Fun_People Archive
24 May
Alternate Ask Dr. Internet #2

Date: Wed, 24 May 95 23:50:31 PDT
From: Peter Langston <psl>
To: Fun_People
Subject: Alternate Ask Dr. Internet #2

Forwarded-by: (Lani Herrmann)
Forwarded-by: Rob Hawks <rhawks>

Last week, I posted to NETTRAIN an alternate Dr. Internet column that
appeared mysteriously on my terminal one morning.  I inadvertantly
ascribed that column to our janitor, who sometimes uses my workstation
when I forget to logout.  In fact, there has apparently been a cockroach
jumping up and down on my keyboard, typing out this nonsense.

Regardless, the number of people asking me to provide another Alternate
Dr. Internet column barely outnumbered the people threatening legal
action, so here it is.


1.  How Do I Get Documents Into Emailable Format?

    With the rapid development of word processors into complicated
    document processing programs, it has become increasingly difficult
    to use them for generating the simple text used by most e-mail
    programs.  I usually recommend two strategies.

    The easiest solution by far is to print the document, run it
    through a scanner, save it as a compressed TIFF file, and send it
    as a MIME attachment to a regular e-mail message.  Since the person
    receiving the message may not have an e-mail program that can
    handle MIME attachments, it's usually wise to re-type the body of
    the document just to be on the safe side.

    The second solution is to use a program specifically designed to
    process simple text.  Two common examples are the Very Intuitive
    editor and the Easily Mastered ASCII Creation System.

2.  What is a MIME attachment?
+--
■ SHORT TASK 1: In the Alternate Dr. Internet column, which two programs are named as examples of software built to process simple text?
■ SHORT TASK 2: According to the Alternate Dr. Internet column, why is it wise to re-type the body of the document after sending it as a scanned MIME attachment?

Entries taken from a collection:
+--
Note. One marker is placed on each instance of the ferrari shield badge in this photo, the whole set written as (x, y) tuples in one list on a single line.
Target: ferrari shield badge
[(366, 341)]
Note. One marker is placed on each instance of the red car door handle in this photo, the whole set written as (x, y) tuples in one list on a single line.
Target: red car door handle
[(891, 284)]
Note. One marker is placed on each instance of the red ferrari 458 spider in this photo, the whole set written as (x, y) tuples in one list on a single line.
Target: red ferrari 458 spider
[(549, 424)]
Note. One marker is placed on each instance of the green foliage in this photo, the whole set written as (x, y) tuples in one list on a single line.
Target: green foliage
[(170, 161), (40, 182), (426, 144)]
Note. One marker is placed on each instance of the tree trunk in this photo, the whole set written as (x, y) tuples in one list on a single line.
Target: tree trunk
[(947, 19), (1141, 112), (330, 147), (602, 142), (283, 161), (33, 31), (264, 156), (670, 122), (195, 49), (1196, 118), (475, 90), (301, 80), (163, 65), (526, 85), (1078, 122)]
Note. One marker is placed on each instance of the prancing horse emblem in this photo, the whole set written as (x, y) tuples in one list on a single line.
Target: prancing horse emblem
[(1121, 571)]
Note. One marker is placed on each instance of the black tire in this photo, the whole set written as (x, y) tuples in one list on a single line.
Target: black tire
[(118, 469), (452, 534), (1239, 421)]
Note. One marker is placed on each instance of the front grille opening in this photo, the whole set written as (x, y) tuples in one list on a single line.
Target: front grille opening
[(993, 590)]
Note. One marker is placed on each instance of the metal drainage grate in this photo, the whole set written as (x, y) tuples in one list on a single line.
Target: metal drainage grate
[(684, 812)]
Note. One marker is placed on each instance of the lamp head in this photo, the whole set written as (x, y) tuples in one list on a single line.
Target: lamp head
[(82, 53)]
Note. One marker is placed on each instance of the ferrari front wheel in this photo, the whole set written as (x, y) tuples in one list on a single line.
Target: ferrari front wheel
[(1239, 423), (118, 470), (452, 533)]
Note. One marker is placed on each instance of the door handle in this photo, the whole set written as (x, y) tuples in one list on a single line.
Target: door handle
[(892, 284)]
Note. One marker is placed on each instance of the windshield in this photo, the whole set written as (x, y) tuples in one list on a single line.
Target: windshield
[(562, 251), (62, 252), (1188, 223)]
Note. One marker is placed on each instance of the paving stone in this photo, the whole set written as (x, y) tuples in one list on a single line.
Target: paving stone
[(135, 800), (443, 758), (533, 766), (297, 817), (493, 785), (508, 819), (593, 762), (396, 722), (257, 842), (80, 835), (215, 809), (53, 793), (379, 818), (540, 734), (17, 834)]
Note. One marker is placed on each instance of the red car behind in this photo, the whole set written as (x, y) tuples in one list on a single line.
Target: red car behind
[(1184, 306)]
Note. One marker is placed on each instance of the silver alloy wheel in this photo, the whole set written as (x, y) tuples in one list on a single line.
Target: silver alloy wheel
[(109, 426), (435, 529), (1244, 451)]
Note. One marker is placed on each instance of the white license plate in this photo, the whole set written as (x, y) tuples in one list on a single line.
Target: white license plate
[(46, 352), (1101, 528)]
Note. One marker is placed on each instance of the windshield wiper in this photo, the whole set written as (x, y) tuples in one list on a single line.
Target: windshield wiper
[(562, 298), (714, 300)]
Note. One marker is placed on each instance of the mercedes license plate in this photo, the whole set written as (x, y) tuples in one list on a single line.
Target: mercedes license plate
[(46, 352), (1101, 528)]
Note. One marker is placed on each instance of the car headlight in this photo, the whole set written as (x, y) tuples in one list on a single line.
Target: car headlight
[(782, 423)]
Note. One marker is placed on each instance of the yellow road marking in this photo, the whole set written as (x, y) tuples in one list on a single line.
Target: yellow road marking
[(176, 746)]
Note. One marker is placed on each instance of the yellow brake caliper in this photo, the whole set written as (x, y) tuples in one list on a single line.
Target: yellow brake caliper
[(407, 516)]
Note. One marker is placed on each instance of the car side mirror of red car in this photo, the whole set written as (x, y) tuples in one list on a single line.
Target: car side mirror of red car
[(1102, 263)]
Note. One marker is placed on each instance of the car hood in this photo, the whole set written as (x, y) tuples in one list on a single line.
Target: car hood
+--
■ EXERCISE RESULT 1: The Very Intuitive editor and the Easily Mastered ASCII Creation System.

■ EXERCISE RESULT 2: The person receiving the message may not have an e-mail program that can handle MIME attachments. Re-typing the body of the document is a way to be on the safe side.